▶ Data supplied:
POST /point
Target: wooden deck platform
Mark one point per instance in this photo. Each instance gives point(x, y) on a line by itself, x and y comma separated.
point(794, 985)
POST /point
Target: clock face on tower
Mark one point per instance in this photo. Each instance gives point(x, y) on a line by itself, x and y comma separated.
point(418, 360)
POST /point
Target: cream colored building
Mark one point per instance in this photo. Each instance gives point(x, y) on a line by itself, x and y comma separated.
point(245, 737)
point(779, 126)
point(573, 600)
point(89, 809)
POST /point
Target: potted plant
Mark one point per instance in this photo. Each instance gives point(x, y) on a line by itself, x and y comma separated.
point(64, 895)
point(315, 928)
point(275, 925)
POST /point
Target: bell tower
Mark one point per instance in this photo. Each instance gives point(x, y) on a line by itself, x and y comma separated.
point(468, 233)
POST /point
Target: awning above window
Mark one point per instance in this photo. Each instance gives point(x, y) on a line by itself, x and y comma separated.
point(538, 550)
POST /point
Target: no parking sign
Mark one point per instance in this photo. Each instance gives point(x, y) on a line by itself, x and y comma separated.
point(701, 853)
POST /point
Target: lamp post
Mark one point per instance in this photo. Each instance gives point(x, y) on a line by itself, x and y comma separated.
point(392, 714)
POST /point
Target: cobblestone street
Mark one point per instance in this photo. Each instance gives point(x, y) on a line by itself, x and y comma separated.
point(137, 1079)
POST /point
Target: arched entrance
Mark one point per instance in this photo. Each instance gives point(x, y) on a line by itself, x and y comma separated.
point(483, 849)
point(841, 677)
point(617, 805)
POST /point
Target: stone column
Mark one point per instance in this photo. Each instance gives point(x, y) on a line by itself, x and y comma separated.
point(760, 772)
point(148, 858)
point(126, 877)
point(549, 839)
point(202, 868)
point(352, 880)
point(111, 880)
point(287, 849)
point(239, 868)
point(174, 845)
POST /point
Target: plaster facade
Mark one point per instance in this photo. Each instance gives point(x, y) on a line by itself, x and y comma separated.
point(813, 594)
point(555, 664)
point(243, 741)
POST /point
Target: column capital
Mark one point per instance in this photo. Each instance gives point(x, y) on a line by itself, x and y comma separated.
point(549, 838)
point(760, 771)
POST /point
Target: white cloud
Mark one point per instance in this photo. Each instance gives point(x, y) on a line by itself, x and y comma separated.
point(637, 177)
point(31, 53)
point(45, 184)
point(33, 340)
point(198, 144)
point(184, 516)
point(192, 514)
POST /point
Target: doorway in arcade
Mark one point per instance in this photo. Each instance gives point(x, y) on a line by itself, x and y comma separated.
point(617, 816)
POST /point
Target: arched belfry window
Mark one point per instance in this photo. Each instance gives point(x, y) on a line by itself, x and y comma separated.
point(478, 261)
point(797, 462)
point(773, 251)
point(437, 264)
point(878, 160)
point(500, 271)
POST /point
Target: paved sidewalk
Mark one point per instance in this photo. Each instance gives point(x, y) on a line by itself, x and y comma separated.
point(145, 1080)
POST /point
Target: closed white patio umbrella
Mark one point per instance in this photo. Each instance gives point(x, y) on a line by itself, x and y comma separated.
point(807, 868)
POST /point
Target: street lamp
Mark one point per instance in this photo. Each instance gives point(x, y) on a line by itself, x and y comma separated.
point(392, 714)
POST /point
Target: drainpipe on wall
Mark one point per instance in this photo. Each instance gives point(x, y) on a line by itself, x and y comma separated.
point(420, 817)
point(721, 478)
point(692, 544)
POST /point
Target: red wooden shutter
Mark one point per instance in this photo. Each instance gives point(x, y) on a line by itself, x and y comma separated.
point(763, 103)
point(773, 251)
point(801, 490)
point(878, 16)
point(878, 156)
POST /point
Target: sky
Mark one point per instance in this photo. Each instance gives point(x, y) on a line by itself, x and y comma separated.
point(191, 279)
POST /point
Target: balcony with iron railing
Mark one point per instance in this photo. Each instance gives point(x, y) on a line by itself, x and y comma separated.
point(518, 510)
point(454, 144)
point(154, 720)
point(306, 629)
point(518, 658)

▶ Task objective: Without omitting any record, transcribe the data exactly.

▶ Answer to this problem:
POST /point
Target: wooden deck platform
Mark one point per instance in this photo. Each instance gives point(x, y) on a line by itself, x and y comma separated.
point(794, 985)
POST /point
Target: clock face on tower
Mark one point per instance in this photo. Each instance gives point(x, y) on a line by itself, x and y comma separated.
point(418, 360)
POST /point
Target: cream colored building
Mark one point per instance in this photo. Each instance gives point(x, y) on a line by itself, x and y comma separated.
point(245, 737)
point(779, 126)
point(573, 600)
point(89, 809)
POST /point
Target: potted plant
Mark one point per instance in this photo. Each instance gives point(x, y) on a line by itself, x and y comma separated.
point(64, 895)
point(315, 928)
point(275, 925)
POST /point
Target: bell tower
Mark one point per instance in this photo. Each instance gives point(x, y) on a line by itself, x and y comma separated.
point(468, 233)
POST /point
Target: awning above window
Mark one point per instance in this photo. Each instance gives point(x, y) on a line by itself, x and y comma separated.
point(538, 550)
POST /point
Target: no parking sign
Mark one point per instance in this photo. Each instance gives point(x, y) on a line by itself, x and y comma separated.
point(701, 853)
POST /point
Target: lamp post
Mark one point per instance in this photo. Each instance gives point(x, y) on a line by itself, x and y comma separated.
point(392, 714)
POST /point
Target: cobblestone street
Mark one point per instance in this photo. Each instance gives point(x, y) on a line by itself, x and y comma separated.
point(137, 1079)
POST /point
Target: arched entrance
Mark one point per instance in this photo. Each instance gives point(x, y) on a line by itself, x and y comma separated.
point(483, 849)
point(841, 677)
point(617, 805)
POST /point
Target: stone column
Mark one point per instance in this photo. Each instance gives point(x, y) on a line by itself, x and y comma separated.
point(760, 772)
point(148, 858)
point(126, 877)
point(549, 839)
point(202, 868)
point(352, 880)
point(111, 880)
point(287, 849)
point(239, 868)
point(174, 845)
POST /point
Target: plaster facade
Mark one point per instance in this photo. Each instance gives point(x, y) on a line by itself, x and y comma separated.
point(813, 594)
point(555, 664)
point(243, 741)
POST /point
Target: column capital
Mark one point per instance in this photo. Each instance gives point(x, y) on a line by itself, x and y comma separated.
point(549, 838)
point(760, 771)
POST /point
Target: white cloud
Mark one point per instance in this photo. Each instance gives point(x, y) on a line by itself, x and y comma separated.
point(637, 177)
point(31, 53)
point(45, 184)
point(33, 340)
point(198, 144)
point(184, 516)
point(192, 514)
POST /point
Target: doorway in arcade
Mark one point per instance in this photo. Each instance gives point(x, y) on a line by itself, x and y comma separated.
point(617, 816)
POST /point
Target: arched belfry window
Mark one point per instance in this photo. Each instance gives point(x, y) on a line by itself, x and y comma separated.
point(478, 261)
point(797, 462)
point(773, 251)
point(437, 264)
point(878, 160)
point(500, 271)
POST /point
Target: paved sidewalk
Mark one point per instance in this photo. Each instance gives point(x, y) on a line by itself, x and y comma separated.
point(145, 1080)
POST /point
Target: closed white patio umbrella
Mark one point per instance in this photo. Each instance gives point(x, y) on a line by itself, x and y comma separated.
point(807, 868)
POST /point
Target: street lamp
Mark one point per instance in this photo. Each instance gives point(x, y) on a line by itself, x and y comma separated.
point(392, 714)
POST /point
Target: drainpipe on wall
Mark one point per instance in this photo. Each instance gives point(x, y) on a line by itself, x and y comma separated.
point(420, 817)
point(721, 478)
point(692, 544)
POST /point
Target: red wooden shutter
Mark one point per instance in this photo. Each instance gives point(x, y) on a line by itself, x and y comma separated.
point(763, 103)
point(773, 251)
point(801, 490)
point(878, 16)
point(878, 156)
POST /point
Target: sky
Mark one point per instance in this photo. Each instance gives point(x, y) on a line by itself, x and y comma separated.
point(191, 279)
POST /point
Target: balcony with iron railing
Mark one point per instance in this photo. Each instance gives point(x, y) on a line by itself, x and y comma separated.
point(518, 510)
point(454, 144)
point(154, 720)
point(306, 629)
point(518, 658)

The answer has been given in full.